• [AIM OF THE TASK]: Count the lines of the records below that contain the string "polygon", and reply with only that number.

• [THE DATA]:
+ + +
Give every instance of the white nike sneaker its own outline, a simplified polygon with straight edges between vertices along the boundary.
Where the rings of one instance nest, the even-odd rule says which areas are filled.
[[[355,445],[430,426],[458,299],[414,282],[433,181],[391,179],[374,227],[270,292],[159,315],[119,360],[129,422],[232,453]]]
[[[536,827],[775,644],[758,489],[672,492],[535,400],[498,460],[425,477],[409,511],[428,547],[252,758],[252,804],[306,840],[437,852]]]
+ + +
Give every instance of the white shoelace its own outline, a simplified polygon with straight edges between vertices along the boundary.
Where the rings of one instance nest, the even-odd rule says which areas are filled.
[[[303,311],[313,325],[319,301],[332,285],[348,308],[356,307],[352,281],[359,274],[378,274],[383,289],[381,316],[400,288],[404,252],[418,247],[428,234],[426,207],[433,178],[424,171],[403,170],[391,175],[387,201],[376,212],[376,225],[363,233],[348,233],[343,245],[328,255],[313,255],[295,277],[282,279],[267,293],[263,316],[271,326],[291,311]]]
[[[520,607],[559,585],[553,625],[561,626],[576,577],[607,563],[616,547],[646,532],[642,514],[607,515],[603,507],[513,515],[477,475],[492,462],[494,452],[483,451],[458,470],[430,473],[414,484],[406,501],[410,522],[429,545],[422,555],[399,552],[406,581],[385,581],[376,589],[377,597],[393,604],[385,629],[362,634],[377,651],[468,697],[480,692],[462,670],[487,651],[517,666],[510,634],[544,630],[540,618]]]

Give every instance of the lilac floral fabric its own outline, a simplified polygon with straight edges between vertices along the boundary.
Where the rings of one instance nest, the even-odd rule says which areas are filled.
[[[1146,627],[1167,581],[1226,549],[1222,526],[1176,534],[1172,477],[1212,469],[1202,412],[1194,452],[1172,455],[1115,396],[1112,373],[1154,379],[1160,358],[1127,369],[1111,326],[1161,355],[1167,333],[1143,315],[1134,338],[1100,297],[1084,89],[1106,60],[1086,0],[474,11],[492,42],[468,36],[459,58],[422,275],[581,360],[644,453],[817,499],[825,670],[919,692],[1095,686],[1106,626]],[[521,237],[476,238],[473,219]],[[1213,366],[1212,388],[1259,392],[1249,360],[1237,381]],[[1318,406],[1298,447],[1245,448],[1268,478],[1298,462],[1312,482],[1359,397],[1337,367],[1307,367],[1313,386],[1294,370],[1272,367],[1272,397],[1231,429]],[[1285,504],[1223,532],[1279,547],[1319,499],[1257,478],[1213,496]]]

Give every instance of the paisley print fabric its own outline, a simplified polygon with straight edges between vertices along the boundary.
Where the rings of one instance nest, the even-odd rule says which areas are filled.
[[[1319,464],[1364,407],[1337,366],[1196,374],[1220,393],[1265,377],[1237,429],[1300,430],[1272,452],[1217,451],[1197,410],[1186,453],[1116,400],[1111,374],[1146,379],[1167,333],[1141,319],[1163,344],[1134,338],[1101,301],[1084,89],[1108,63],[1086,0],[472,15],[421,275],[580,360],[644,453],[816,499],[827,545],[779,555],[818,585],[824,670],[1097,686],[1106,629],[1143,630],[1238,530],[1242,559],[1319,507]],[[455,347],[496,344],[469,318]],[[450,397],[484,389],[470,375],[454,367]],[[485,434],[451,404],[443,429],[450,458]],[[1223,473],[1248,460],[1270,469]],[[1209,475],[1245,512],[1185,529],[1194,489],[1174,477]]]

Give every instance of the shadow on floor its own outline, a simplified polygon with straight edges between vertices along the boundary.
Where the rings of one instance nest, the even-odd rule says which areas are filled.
+ + +
• [THE REPLY]: 5